_What the task requires_.
Answer these questions using the passage about the Mangfall Valley Railway below.
1. On what date was the railway completed?
2. What was the railway mainly used to transport at that time?
3. In what year was Hinrichssegen station taken into service?

Railway line in Bavaria, Germany

The Mangfall Valley Railway (Mangfalltalbahn) is a single-tracked, electrified railway that runs through the Mangfall valley in Bavaria, Germany, between Holzkirchen and Rosenheim. It is exclusively used by regional services. However it also acts as a diversionary line in case of difficulties on the Munich–Rosenheim railway.

==History==
The Mangfall Valley Railway was part of the first rail link between Munich and Rosenheim (and beyond that to Salzburg/Kufstein), the so-called Maximiliansbahn. It was built by the state of Bavaria and completed on 31 October 1857. At that time the route ended in the Rosenheim suburb of Am Roßacker. Not until 13 November 1858 was the first "real" station opened in Rosenheim complete with locomotive shed and turntable. That locomotive shed still exists today and is used as an exhibition building (e.g. the Bajuwaren- and Der Inn exhibitions). The railway was mainly used at that time to transport coal from the mine at Hausham to the Salinensudhaus salt works in Rosenheim.

From Bad Aibling there was an electrified branch line to Bad Feilnbach, now dismantled. There was also a short stub line to Vagen, that was still used in the 1940s for passenger traffic. Later the tracks were only used to access the Leitzach factory, before it was knocked down in the early 1990s.

The planned double-tracked expansion of the route has not been realised to this day, because in 1871 the newly built direct route from Munich to Rosenheim via Grafing (today the /) took over the role of the main line. In 1971 the line was electrified in order to provide a relief line for the heavily trafficked KBS 950 route. The turnouts in the stations are unusually long in order to fulfil this function.

Several new stations, at Feldolling, Hinrichssegen, Bad Aibling and Rosenheim, were to have been built some years ago; planning for them began in 1995. But even in 2006 the Deutsche Bahn stated that it could not give a firm date for the actual in-service date of the new stations. Local politicians have made strong complaints against Deutsche Bahn. However, by the end of 2019 the stations Feldolling, Hinrichssegen, Bad Aibling Kurpark and Rosenheim Aicherpark had been opened. Bad Aibling Kurpark was taken into service in 2009, followed by Hinrichssegen in 2014. Feldolling and Rosenheim Aicherpark stations were taken into service in 2019, with only a few months separating their in-service dates.

Stored data entries:
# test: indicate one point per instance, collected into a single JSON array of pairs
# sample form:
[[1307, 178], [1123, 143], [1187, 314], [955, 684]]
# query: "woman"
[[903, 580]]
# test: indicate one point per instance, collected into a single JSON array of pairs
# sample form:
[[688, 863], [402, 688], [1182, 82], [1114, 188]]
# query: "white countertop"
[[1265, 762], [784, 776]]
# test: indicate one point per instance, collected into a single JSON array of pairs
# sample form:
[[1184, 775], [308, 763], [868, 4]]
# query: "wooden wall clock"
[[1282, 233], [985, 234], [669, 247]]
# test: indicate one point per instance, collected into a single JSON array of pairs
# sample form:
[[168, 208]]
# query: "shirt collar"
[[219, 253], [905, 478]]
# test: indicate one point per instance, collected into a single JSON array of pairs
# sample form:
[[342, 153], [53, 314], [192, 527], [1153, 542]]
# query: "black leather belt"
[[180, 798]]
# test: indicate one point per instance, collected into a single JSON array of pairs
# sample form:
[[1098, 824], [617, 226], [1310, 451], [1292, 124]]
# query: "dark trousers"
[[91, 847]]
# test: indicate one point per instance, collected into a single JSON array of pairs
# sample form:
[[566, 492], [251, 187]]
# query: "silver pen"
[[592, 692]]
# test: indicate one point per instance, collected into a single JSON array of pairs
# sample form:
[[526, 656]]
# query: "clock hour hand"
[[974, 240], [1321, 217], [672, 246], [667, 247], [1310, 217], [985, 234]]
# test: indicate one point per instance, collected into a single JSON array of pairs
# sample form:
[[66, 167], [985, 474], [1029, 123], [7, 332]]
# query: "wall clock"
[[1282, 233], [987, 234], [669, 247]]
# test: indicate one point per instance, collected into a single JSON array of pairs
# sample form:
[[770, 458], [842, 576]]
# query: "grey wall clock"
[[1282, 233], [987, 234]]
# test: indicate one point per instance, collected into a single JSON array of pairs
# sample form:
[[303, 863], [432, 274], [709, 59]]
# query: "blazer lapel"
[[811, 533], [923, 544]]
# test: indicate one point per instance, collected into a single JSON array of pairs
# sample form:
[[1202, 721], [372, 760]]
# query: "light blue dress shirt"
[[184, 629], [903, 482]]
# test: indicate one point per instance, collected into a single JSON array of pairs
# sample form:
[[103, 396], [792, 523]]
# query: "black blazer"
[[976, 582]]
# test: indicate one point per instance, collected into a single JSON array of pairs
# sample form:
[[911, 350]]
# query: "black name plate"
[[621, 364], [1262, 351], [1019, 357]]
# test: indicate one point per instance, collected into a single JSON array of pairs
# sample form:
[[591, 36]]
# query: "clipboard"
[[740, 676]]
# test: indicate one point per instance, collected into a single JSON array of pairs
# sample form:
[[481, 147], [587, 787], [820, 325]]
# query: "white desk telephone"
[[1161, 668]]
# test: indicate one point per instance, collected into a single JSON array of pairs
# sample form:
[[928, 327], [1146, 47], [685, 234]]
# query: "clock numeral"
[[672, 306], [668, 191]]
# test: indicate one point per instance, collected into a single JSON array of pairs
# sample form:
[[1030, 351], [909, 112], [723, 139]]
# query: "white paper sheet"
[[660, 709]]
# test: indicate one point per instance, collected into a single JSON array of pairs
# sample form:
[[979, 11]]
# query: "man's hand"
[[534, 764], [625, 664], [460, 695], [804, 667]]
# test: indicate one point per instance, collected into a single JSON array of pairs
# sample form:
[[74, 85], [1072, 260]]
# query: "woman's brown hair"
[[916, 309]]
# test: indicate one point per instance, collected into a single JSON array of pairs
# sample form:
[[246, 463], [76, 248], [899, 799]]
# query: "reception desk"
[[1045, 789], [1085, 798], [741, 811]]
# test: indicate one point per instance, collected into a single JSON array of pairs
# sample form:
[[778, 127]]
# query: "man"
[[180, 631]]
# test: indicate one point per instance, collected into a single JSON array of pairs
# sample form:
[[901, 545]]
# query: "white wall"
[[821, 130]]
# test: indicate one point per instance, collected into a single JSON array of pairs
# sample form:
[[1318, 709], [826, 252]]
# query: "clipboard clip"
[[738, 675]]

_Task response_.
1. 31 October 1857
2. Coal from the mine at Hausham to the Salinensudhaus salt works in Rosenheim
3. 2014